WRITTEN TASK 1: Using the article about Amy Lowell's poem, decide whether each statement agrees with it. For each, answer yes or no and quote the words that decide it. (a) The poem was published in December 1922. (b) Many readers wrote letters praising the poem. (c) Percival Lowell was Amy Lowell's cousin.
WRITTEN TASK 2: According to the article about Amy Lowell's poem, what mistake did the typesetter make with her manuscript?

PROVIDED TEXT:
━━━━
By KURT S. MAIER
As the Library's Bicentennial year draws to a close, the Bulletin takes a look at a poem written in the Library's honor 78 years ago.
In December 1922 the Literary Digest International Book Review published Amy Lowell's "The Congressional Library." The poem found no response with readers. Indeed, the only letter to the editor mentioning it was from Lowell herself, who pointed out in the January 1923 issue that the typesetter had transposed pages two and three of her manuscript "to the utter confusion of the poem." The editor accommodated Lowell by reprinting her work in its correct form.
Lowell, far from being the proverbially poor poet, was born in 1874 into a distinguished Massachusetts family and received the best education available to women in the 19th century. Other prominent Lowells include her first cousin, the aristocratic poet James Russell Lowell (1819-1891), her brother Percival (1855-1916), who left his mark as an astronomer, and her cousin-poet Robert Lowell (1917-1977).
━━━━
PROVIDED INFORMATION:
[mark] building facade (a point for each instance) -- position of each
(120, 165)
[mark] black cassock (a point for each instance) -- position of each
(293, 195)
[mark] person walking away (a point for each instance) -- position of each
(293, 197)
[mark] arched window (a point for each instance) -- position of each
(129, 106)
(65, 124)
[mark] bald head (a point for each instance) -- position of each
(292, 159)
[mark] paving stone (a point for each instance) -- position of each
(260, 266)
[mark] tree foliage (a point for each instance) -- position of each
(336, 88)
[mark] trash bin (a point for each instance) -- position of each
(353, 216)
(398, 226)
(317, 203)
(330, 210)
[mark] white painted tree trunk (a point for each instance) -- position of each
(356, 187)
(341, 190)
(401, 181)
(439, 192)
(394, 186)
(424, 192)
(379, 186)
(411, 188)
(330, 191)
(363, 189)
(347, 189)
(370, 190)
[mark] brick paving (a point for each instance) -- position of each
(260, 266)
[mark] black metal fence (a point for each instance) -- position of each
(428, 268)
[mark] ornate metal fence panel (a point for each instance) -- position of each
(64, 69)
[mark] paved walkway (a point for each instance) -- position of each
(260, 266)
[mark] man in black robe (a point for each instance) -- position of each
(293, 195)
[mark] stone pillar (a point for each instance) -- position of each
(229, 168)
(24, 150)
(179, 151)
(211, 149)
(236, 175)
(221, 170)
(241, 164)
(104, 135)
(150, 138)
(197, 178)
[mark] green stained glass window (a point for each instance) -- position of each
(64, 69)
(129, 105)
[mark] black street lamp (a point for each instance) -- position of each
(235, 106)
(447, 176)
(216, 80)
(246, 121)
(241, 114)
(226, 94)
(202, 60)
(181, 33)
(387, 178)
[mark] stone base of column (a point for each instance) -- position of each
━━━━
TASK RESPONSE 1:
(a) Yes: "In December 1922 the Literary Digest International Book Review published Amy Lowell's "The Congressional Library.""
(b) No: "The poem found no response with readers."
(c) No: "her brother Percival (1855-1916), who left his mark as an astronomer"

TASK RESPONSE 2: The typesetter transposed pages two and three of her manuscript.